Extract to read
** start **

Onward Towards Our Noble Deaths is the story of a group of Japanese soldiers in World War 2 who are stationed on the South Pacific island of New Britain in 1943. There’s no one character that’s the hero, just a bunch of poor saps who have malaria, malnutrition and get eaten by alligators. It’s bleak as hell.
The characters are drawn in this cartoony style while the backgrounds and animals are very detailed, which is an interesting effect. I feel it put me in their shoes as the rookies got slapped for no reason, or as they decided they needed to eat their fill before going on their suicide mission. This kind of manga is a bit different from what the kids these days are all about, but this was a really good comic.
The Complete Lockpick Pornography is two of Joey Comeau’s short novels (Lockpick Pornography and We All Got It Coming) put together in an attractive pink binding that belies all the violence inside.
The first story is about a guy who tries to overthrow hetero-normative society by stealing from straight people. We first meet him smashing a sex partner’s boyfriend’s TV and then stealing a new one to make up for it. He gets involved with a queer team who come up with a plan to break into elementary schools and leave books about gay grandfathers inside. And through all of this the narrator is calling a stranger in the suburbs and asking her questions to try and destabilize her life. Everyone is hurt and angry and trying to make the world better. There’s lots of sex and people trying to negotiate complicated relationships. It’s kind of like a lighter (and non-science-fictional) Samuel R. Delany story.
We All Got It Coming is a much gentler story about two guys in a relationship. The narrator gets pushed down the stairs at his shit job and he quits and tries to find something new to do with himself. He wants to raise hell and be awesome, but the world isn’t going to make it easy. This one is more about responding to violence and being weak and wanting to be otherwise.
They aren’t direct sequels, but I think reading the two stories right after each other works really well. The violence in We All Got It Coming is handled very differently from Lockpick Pornography – it’s much less of a way to blow off steam and maybe think about a little and more something that completely destabilizes a person. Putting the two together gives good perspective on the idea of violence being omnipresent and how control of that violence empowers and disempowers people.
Joey Comeau writes excellently spiky language to get caught in your brain. It’s a great book and I highly recommend it.
Gyakushu is a manga-style story written by Dan Hipp of revenge. In a cold kingdom there was a master thief who found a valley of paradise. He was followed there and his wife was raped and eaten by the emperor’s minions and he was fed to a whale. Now he’s a masked and bandaged man out for revenge.

** end **

Short exercise 1
Copy the book reviews beginning at "Onward Towards Our" and stopping after "bleak as hell.", switching "malaria" to "dysentery".
Short exercise 2
According to the book reviews, on which island are the soldiers in Onward Towards Our Noble Deaths stationed?
Rely only on the book reviews to answer.

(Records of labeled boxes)
** start **

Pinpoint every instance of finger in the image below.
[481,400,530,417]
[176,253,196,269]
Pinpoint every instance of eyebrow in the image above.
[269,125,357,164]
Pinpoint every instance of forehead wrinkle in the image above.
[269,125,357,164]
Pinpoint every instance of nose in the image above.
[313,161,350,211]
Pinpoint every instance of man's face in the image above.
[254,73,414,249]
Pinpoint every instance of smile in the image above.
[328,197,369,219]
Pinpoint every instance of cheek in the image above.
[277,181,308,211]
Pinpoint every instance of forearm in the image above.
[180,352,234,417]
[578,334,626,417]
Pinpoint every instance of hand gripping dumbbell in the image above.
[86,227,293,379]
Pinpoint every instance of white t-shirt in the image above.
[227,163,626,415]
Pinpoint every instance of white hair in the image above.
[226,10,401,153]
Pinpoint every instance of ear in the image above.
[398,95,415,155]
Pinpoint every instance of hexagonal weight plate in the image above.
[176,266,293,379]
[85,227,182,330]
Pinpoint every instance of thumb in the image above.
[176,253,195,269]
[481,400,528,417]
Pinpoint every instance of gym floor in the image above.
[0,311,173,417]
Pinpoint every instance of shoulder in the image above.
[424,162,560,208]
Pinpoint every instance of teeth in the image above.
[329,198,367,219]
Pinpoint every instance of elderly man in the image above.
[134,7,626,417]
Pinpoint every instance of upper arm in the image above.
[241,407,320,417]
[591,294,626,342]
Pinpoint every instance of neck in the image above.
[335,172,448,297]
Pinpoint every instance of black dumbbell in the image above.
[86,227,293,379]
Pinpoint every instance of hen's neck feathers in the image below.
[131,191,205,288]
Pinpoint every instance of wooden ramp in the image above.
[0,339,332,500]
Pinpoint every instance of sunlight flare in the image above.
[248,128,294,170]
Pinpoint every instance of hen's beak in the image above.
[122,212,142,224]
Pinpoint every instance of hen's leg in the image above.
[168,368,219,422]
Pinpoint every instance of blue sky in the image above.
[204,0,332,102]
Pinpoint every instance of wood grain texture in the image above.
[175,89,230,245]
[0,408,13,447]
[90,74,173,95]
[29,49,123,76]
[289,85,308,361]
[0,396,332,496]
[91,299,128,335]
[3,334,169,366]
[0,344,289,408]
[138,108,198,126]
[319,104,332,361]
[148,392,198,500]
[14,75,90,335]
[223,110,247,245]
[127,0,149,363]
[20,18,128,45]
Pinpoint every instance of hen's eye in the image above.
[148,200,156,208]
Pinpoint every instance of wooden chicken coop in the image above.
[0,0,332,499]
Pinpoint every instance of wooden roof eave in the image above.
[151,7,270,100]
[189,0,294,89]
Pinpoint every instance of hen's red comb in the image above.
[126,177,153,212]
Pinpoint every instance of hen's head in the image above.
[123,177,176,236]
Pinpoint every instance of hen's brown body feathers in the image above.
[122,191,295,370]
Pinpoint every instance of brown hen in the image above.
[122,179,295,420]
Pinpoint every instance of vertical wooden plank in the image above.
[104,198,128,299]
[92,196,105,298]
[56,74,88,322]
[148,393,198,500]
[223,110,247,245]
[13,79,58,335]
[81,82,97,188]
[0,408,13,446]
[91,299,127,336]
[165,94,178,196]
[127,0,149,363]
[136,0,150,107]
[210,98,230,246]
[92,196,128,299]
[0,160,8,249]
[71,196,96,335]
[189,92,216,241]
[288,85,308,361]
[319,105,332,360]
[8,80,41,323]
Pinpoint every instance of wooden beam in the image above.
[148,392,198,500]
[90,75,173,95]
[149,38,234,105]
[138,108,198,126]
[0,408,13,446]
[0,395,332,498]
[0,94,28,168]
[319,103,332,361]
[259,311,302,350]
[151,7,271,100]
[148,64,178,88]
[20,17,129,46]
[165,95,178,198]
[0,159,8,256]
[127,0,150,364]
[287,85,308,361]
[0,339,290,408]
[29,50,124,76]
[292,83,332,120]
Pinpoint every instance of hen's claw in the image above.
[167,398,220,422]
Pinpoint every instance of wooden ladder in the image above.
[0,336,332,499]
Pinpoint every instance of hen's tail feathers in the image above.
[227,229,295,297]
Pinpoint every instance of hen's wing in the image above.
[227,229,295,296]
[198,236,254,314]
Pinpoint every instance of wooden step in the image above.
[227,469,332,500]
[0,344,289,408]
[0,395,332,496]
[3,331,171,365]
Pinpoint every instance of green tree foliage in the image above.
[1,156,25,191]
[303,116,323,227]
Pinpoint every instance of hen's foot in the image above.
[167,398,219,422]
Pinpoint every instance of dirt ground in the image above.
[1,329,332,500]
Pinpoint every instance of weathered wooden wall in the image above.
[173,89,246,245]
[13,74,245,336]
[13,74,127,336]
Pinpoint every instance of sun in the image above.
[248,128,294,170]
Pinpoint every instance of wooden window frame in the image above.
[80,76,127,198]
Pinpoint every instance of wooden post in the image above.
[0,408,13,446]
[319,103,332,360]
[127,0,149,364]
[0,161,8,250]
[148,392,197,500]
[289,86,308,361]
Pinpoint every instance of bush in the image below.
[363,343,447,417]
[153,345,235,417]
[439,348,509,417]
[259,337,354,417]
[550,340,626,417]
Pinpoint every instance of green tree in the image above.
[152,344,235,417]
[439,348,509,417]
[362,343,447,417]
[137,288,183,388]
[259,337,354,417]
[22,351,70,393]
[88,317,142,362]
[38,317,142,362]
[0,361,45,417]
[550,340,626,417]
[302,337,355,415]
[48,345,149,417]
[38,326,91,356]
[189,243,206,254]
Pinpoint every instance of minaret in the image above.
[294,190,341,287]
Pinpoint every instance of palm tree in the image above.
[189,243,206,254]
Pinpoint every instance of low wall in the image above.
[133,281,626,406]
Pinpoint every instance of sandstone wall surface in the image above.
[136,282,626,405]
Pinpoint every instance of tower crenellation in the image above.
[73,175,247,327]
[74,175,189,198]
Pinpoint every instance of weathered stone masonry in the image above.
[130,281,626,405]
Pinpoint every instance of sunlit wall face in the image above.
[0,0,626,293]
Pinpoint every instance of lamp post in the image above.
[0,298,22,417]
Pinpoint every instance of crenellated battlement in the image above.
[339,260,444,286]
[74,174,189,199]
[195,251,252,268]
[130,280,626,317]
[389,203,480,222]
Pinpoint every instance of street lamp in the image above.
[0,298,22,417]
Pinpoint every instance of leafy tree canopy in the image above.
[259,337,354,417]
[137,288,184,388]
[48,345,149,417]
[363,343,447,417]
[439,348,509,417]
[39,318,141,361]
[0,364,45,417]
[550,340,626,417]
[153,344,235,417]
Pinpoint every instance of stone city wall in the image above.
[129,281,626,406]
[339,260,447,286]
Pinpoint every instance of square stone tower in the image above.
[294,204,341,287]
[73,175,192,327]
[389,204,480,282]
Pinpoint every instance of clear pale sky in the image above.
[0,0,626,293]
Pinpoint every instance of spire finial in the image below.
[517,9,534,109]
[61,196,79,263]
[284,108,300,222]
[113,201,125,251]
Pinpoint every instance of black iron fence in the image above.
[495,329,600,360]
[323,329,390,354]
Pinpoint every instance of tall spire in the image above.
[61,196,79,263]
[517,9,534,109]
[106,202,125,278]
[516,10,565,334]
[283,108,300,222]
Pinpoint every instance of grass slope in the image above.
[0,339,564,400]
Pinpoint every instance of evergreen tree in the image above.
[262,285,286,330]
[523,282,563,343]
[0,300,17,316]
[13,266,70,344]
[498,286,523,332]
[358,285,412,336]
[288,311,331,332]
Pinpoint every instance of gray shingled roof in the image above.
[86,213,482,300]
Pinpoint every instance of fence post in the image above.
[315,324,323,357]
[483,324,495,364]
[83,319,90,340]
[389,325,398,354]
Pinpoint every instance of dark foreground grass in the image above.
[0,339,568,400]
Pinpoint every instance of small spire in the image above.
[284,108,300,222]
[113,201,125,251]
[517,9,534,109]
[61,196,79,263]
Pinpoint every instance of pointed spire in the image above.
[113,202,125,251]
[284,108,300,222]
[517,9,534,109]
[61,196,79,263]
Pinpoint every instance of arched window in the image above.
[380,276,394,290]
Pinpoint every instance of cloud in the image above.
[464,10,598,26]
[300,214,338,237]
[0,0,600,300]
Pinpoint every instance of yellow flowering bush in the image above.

** end **

Complete response 1
Onward Towards Our Noble Deaths is the story of a group of Japanese soldiers in World War 2 who are stationed on the South Pacific island of New Britain in 1943. There’s no one character that’s the hero, just a bunch of poor saps who have dysentery, malnutrition and get eaten by alligators. It’s bleak as hell.

Complete response 2
New Britain, in the South Pacific.